| Aim of the exercise |
Render every line of the records as a JSON list of strings, one string per line, with blank lines omitted.

Extracted data entries:

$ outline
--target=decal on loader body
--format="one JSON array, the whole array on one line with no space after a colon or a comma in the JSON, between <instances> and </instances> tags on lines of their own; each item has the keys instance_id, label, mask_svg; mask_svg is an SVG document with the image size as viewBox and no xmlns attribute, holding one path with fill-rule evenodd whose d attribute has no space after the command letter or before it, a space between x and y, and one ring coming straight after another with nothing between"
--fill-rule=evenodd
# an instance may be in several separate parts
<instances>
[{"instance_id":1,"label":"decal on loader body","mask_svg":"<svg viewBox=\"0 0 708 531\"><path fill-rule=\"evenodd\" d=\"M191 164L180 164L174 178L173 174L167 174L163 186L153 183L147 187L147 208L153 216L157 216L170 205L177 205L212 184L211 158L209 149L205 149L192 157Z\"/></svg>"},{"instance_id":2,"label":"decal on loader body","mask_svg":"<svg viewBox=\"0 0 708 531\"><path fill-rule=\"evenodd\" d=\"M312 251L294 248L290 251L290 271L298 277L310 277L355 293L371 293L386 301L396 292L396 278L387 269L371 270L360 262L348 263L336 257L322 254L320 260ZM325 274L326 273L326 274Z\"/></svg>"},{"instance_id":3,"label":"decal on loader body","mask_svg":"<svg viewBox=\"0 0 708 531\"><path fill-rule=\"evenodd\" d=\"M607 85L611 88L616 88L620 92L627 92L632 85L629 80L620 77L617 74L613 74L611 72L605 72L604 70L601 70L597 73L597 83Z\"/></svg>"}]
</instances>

| Result of this exercise |
[
  "$ outline",
  "--target=decal on loader body",
  "--format=\"one JSON array, the whole array on one line with no space after a colon or a comma in the JSON, between <instances> and </instances> tags on lines of their own; each item has the keys instance_id, label, mask_svg; mask_svg is an SVG document with the image size as viewBox and no xmlns attribute, holding one path with fill-rule evenodd whose d attribute has no space after the command letter or before it, a space between x and y, and one ring coming straight after another with nothing between\"",
  "--fill-rule=evenodd",
  "# an instance may be in several separate parts",
  "<instances>",
  "[{\"instance_id\":1,\"label\":\"decal on loader body\",\"mask_svg\":\"<svg viewBox=\\\"0 0 708 531\\\"><path fill-rule=\\\"evenodd\\\" d=\\\"M191 164L180 164L174 178L173 174L167 174L163 186L153 183L147 187L147 208L153 216L157 216L170 205L177 205L212 184L211 158L209 149L205 149L192 157Z\\\"/></svg>\"},{\"instance_id\":2,\"label\":\"decal on loader body\",\"mask_svg\":\"<svg viewBox=\\\"0 0 708 531\\\"><path fill-rule=\\\"evenodd\\\" d=\\\"M312 251L294 248L290 251L290 271L298 277L310 277L355 293L371 293L386 301L396 292L396 278L387 269L371 270L360 262L348 263L336 257L322 254L320 260ZM325 274L326 273L326 274Z\\\"/></svg>\"},{\"instance_id\":3,\"label\":\"decal on loader body\",\"mask_svg\":\"<svg viewBox=\\\"0 0 708 531\\\"><path fill-rule=\\\"evenodd\\\" d=\\\"M607 85L611 88L616 88L620 92L627 92L632 85L629 80L620 77L617 74L613 74L611 72L605 72L604 70L601 70L597 73L597 83Z\\\"/></svg>\"}]",
  "</instances>"
]